### What you are asked to do
Could you output each line of the data that follows exactly?

(Rows from a pointing dataset)
________________

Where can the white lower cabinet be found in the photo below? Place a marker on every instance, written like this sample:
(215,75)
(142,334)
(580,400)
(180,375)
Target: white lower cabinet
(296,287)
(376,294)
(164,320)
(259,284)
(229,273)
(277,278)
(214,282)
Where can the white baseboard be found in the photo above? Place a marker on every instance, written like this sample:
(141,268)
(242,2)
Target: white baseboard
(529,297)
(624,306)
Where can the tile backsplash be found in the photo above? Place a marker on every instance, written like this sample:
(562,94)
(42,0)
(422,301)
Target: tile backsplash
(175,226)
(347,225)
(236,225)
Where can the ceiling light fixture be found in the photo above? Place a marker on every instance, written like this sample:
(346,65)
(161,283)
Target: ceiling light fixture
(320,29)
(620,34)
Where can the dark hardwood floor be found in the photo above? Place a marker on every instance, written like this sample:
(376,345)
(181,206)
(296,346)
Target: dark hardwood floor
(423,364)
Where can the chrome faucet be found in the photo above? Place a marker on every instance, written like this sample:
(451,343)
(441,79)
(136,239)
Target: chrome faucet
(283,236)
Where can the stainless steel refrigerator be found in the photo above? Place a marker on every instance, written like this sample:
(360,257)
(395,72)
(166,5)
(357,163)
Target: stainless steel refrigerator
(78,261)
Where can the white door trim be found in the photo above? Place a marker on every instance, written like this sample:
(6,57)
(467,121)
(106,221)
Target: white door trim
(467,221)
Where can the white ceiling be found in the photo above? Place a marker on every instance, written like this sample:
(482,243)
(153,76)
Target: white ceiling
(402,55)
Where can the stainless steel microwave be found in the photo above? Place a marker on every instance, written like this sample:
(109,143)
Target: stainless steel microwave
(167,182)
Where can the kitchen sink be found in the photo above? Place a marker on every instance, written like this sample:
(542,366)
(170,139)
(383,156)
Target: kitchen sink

________________

### Full answer
Where can the white lower cabinet be found in the photo below? Place a marker on every instance, written like this sample:
(215,75)
(142,334)
(580,400)
(180,375)
Target: white lower cabinet
(296,287)
(376,294)
(164,320)
(259,284)
(229,273)
(277,278)
(214,282)
Where can the white baseboard be found in the photo above? Place a marker on every instance, written like this sample:
(141,268)
(242,2)
Target: white baseboard
(529,297)
(624,306)
Where can the tile backsplash be found in the photo above? Place a marker on every instance, written like this sample:
(562,94)
(42,0)
(422,301)
Target: tile backsplash
(175,226)
(347,225)
(236,225)
Where can the ceiling light fixture be found in the photo above? Place a marker on every instance, written like this sample:
(346,65)
(161,283)
Target: ceiling light fixture
(320,29)
(620,34)
Where can the dark hardwood floor be found in the photo above? Place a marker on every instance, written like this sample:
(376,345)
(181,206)
(296,346)
Target: dark hardwood floor
(423,364)
Where can the chrome faucet be found in the photo above? Place a marker on every instance, written like this sample:
(451,343)
(441,79)
(136,239)
Target: chrome faucet
(283,236)
Where can the stainless steel refrigerator be found in the photo above? Place a marker on every instance, written like this sample:
(360,257)
(395,72)
(166,5)
(357,163)
Target: stainless steel refrigerator
(78,261)
Where can the white door trim be found in the photo above? Place a marker on every instance, written like this sample:
(6,57)
(467,121)
(106,221)
Target: white door trim
(467,221)
Where can the white ceiling be found in the photo above? Place a marker on every instance, written like this sample:
(482,243)
(153,76)
Target: white ceiling
(402,55)
Where can the stainless steel microwave be found in the photo above? Place a marker on every instance, written like this sample:
(109,143)
Target: stainless steel microwave
(167,182)
Where can the kitchen sink be found in the photo above? Place a marker on every instance, written like this sample:
(542,366)
(170,139)
(383,156)
Target: kitchen sink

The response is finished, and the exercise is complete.